- THE REQUEST -
From the data below, pull out each line containing the string "base". Matching is case-sensitive.

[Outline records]
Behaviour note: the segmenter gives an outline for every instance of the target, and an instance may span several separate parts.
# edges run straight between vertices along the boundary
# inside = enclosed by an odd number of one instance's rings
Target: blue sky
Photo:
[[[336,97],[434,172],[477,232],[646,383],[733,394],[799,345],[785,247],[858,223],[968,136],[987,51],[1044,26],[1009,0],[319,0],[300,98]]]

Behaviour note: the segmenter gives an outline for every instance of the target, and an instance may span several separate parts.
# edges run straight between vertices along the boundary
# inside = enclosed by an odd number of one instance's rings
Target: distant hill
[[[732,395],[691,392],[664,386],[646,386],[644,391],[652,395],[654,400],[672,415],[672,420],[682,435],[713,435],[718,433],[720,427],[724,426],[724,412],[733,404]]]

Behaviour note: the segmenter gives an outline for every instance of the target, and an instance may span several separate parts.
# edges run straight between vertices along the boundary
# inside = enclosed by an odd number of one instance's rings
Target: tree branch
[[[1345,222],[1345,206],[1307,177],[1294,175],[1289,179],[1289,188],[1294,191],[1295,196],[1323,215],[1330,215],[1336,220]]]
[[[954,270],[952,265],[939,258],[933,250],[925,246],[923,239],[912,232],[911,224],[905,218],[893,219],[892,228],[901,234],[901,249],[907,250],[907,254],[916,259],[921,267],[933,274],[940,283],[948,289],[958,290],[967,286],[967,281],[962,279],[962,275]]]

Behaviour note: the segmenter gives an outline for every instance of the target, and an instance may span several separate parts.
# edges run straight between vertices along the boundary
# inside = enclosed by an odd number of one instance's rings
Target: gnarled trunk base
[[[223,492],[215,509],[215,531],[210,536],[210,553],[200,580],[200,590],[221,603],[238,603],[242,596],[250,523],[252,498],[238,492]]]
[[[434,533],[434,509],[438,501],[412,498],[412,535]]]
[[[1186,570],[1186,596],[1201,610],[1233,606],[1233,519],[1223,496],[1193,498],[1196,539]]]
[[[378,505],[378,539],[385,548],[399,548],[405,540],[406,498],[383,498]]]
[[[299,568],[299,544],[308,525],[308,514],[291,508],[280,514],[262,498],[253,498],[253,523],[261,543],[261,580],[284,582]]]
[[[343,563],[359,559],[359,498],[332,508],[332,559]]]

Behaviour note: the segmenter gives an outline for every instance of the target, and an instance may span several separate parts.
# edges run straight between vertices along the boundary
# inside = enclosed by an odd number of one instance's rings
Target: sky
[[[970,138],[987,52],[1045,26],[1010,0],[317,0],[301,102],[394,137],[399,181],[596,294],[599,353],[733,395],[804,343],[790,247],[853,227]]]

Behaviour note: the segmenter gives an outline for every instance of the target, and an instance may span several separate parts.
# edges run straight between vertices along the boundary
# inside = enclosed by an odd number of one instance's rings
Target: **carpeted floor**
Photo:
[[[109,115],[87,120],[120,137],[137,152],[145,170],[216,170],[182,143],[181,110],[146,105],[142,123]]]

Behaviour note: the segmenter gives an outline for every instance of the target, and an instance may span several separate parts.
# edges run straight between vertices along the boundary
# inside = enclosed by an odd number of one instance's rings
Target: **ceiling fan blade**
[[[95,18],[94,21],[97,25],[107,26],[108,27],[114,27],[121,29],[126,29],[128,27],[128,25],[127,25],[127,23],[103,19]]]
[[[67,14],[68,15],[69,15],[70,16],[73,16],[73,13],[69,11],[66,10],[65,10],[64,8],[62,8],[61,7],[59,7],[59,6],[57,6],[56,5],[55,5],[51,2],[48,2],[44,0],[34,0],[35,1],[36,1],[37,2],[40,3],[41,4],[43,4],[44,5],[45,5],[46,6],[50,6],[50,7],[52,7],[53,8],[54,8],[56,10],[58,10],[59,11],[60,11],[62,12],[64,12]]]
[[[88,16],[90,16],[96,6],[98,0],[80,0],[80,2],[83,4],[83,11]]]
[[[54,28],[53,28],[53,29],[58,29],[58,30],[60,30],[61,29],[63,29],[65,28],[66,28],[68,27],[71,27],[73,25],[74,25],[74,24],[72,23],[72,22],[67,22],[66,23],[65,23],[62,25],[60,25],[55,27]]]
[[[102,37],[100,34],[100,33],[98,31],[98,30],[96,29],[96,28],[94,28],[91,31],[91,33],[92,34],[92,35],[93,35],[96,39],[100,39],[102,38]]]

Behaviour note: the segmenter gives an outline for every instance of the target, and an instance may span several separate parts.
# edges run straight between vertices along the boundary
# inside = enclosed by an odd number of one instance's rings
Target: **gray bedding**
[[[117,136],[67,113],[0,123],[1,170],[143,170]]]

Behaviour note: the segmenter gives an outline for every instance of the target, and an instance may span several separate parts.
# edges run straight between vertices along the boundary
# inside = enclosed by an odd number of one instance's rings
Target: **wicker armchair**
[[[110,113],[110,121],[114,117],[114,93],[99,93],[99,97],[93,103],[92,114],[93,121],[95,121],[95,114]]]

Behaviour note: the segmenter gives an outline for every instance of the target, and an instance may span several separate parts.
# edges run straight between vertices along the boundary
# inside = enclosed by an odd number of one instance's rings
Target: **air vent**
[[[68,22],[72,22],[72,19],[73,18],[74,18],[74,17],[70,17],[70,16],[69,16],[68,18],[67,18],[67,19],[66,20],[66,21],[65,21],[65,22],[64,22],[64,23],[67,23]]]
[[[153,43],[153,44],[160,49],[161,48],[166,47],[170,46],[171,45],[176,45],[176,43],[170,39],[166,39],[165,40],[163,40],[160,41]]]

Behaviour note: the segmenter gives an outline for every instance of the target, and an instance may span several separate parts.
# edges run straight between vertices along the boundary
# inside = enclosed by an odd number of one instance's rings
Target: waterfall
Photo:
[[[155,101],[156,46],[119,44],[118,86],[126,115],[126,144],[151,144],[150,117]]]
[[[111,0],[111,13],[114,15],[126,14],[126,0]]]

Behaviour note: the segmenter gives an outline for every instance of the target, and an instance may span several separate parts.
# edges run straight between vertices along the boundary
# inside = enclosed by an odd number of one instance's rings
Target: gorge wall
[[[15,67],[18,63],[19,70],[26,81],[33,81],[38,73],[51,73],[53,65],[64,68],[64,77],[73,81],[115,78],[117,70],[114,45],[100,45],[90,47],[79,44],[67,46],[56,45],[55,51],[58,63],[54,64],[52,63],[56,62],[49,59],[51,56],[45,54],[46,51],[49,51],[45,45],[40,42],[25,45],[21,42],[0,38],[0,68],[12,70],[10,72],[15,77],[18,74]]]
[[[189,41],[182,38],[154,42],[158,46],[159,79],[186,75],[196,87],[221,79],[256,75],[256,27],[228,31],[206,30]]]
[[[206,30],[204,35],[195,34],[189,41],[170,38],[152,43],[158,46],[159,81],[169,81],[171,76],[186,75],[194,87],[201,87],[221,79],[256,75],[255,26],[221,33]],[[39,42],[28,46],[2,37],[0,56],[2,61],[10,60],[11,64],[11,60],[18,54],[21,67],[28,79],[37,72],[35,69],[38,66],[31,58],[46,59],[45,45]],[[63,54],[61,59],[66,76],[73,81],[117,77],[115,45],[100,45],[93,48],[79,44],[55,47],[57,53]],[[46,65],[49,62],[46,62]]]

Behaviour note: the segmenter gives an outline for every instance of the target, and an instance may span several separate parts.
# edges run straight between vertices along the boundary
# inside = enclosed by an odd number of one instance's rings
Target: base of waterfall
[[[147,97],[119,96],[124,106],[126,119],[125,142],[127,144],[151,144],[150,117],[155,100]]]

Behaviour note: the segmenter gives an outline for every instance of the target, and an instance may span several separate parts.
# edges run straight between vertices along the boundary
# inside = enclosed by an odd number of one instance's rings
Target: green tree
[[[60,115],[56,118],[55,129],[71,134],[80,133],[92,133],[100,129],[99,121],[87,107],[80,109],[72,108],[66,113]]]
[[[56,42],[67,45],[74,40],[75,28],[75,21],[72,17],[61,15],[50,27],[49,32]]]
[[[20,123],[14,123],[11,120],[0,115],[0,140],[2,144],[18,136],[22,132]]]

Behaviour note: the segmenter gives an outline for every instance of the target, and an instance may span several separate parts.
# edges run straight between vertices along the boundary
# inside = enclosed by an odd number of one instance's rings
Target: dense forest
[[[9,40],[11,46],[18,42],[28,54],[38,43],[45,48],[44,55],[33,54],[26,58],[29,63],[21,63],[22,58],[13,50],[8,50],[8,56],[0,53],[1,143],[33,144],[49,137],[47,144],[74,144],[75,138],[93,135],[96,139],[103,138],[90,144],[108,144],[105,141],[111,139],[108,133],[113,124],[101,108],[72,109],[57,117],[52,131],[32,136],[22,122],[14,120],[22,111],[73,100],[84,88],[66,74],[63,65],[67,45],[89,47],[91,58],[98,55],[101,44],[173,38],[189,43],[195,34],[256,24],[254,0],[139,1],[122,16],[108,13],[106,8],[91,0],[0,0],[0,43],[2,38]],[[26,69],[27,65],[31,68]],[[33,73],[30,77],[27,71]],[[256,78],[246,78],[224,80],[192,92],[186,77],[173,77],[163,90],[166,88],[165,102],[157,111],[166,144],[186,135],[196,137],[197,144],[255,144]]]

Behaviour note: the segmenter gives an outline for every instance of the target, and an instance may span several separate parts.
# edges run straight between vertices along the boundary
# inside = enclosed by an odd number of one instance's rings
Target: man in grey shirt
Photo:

- FINAL RESULT -
Target: gnarled trunk base
Target: base of waterfall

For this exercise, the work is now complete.